WORK ORDER:
Look below and pull out each line with the word "jeans".

Saved data entries
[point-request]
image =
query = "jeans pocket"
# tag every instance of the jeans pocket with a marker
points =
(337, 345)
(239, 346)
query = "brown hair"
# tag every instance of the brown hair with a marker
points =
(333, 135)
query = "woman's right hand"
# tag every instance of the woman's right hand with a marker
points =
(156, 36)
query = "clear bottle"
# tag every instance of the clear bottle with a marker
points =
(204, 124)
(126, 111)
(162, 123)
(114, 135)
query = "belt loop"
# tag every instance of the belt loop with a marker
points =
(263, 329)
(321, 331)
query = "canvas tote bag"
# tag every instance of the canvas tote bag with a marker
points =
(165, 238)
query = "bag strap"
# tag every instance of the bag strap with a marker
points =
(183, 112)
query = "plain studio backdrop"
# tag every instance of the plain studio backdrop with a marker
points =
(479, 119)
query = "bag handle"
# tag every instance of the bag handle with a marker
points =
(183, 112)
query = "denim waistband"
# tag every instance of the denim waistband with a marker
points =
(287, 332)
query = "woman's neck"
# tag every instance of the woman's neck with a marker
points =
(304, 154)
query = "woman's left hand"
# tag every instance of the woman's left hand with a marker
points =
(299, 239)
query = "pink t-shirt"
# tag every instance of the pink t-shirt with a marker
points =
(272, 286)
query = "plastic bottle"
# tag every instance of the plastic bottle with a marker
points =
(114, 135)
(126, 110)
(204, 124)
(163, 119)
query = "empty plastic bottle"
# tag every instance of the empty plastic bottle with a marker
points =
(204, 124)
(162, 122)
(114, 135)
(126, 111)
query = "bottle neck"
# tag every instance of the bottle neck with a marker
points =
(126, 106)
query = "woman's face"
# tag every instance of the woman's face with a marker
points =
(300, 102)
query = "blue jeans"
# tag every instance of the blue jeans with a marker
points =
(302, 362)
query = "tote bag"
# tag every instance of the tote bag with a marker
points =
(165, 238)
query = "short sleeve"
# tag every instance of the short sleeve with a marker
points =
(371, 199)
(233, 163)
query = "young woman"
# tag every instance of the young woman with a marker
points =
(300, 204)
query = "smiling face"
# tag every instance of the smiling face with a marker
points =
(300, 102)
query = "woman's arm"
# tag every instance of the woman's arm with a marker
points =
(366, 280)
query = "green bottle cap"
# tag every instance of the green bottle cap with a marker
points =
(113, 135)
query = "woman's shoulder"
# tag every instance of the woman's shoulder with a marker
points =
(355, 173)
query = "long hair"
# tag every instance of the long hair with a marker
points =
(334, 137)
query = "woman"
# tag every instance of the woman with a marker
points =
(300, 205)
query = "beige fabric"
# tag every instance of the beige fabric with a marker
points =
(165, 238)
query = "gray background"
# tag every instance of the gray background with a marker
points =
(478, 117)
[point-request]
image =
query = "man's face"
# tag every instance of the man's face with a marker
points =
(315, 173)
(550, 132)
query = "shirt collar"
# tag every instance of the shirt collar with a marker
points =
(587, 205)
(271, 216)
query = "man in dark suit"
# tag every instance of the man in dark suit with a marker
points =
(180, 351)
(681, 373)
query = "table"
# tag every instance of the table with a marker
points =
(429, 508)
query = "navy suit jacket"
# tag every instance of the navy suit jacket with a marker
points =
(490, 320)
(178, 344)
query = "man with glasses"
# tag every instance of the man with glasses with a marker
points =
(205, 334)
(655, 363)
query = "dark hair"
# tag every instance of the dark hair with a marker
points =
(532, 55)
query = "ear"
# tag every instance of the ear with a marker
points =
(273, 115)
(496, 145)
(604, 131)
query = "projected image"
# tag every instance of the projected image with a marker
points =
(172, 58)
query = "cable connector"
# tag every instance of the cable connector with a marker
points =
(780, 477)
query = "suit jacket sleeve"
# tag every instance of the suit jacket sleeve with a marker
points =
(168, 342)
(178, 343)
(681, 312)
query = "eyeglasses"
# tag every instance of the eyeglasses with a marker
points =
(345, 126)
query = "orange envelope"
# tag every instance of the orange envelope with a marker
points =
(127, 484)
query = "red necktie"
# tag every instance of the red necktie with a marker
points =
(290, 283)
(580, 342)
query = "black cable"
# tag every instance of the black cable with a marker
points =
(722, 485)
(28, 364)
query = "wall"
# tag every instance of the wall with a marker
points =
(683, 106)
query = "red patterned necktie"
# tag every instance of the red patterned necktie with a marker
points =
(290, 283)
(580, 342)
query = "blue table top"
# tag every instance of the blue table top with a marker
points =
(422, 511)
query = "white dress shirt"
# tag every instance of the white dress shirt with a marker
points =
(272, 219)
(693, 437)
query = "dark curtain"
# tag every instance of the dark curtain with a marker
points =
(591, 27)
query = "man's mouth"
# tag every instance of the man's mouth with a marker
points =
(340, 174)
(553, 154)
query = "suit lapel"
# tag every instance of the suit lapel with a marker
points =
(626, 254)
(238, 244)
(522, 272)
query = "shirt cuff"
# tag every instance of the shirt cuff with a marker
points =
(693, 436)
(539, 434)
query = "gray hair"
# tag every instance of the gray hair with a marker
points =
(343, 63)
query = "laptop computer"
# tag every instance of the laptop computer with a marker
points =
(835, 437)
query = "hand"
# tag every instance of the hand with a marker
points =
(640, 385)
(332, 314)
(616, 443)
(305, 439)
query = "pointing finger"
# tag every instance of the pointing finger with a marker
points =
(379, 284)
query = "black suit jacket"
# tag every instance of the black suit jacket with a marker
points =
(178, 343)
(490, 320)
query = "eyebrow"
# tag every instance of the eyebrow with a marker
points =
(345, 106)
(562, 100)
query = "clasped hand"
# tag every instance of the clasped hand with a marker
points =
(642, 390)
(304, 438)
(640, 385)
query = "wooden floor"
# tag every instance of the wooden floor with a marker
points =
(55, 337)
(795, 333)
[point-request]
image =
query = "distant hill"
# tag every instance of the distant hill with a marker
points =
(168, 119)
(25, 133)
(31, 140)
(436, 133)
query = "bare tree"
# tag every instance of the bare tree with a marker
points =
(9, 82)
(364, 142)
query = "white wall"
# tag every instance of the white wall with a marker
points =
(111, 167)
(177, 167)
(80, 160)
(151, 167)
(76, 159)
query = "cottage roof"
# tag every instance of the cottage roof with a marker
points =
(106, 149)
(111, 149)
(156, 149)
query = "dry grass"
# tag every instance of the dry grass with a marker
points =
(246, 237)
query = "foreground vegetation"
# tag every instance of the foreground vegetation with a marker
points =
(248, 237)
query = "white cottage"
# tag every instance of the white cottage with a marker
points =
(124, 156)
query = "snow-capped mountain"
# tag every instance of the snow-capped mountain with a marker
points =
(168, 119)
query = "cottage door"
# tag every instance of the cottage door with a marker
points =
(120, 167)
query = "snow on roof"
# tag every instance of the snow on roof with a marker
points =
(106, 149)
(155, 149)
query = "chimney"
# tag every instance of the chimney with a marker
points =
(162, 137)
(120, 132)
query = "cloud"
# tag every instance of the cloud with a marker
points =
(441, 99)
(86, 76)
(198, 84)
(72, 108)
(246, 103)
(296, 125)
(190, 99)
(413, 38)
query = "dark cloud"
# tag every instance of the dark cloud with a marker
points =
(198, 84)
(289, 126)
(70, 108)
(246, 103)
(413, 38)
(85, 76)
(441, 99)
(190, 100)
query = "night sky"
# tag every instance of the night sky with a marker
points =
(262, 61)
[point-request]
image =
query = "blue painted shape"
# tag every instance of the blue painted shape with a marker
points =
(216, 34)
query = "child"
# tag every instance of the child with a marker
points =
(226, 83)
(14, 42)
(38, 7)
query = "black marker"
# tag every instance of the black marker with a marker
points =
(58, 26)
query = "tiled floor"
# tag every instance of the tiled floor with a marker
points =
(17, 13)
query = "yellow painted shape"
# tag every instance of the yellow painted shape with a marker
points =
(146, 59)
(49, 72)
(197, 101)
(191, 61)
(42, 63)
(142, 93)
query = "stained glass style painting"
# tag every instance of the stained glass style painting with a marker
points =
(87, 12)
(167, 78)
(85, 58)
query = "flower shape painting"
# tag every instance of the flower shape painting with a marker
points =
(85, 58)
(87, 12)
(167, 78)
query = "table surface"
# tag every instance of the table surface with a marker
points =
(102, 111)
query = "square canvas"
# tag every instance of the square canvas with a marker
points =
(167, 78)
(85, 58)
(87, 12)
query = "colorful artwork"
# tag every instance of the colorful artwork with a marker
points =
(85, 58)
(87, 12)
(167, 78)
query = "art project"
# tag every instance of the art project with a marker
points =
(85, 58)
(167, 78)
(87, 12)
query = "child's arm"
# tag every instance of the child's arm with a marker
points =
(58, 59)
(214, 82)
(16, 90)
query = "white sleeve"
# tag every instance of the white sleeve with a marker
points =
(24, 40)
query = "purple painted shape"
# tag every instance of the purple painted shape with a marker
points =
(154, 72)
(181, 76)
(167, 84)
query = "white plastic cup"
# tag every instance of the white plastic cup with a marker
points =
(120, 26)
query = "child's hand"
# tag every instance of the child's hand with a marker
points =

WRITTEN RESPONSE:
query = "jeans pocket"
# tag every instance of the jeans pocket with a marker
query = "blue jeans"
# tag every instance of the blue jeans with a marker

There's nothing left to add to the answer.